Supplied passage

— Begin —

Jim James of My Morning Jacket | Thurston Moore | by Andrew Parks

Yo La Tengo representing NYC | by Andrew Parks
While this is going to sound awful, the following needs to be said: No one came to this gig to see bloodless versions of "Run Run Run" (some straight-outta-a-college-quad band called What Laura Says Thinks and Feels), "Sunday Morning" (Oh No! Oh My Oh! just lost their punctuation priviledges), or anything Joseph Arthur turned into total mush. (While his immaculate custom guitar—a gleaming, blue-accented acoustic—is the stuff of Guitar Center dreams, Arthur had no business playing such a stale, sexless approximation of "Venus In Furs.") Mark Kozelek, on the other hand, used one simply-strummed axe to infuse "Caroline Says" and "The Kids" with feeling, with a lingering sense of lost love and ghosts that simply won't go away no matter how hard you try.

— End —

Data
— Begin —

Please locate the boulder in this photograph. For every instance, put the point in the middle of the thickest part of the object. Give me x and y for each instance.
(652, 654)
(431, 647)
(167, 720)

— End —

Stated exercise
Return the concert review's text from "Jim James of" up to and including "hard you try.", copied word for word. The listing has no part in this.

The response
Jim James of My Morning Jacket | Thurston Moore | by Andrew Parks

Yo La Tengo representing NYC | by Andrew Parks
While this is going to sound awful, the following needs to be said: No one came to this gig to see bloodless versions of "Run Run Run" (some straight-outta-a-college-quad band called What Laura Says Thinks and Feels), "Sunday Morning" (Oh No! Oh My Oh! just lost their punctuation priviledges), or anything Joseph Arthur turned into total mush. (While his immaculate custom guitar—a gleaming, blue-accented acoustic—is the stuff of Guitar Center dreams, Arthur had no business playing such a stale, sexless approximation of "Venus In Furs.") Mark Kozelek, on the other hand, used one simply-strummed axe to infuse "Caroline Says" and "The Kids" with feeling, with a lingering sense of lost love and ghosts that simply won't go away no matter how hard you try.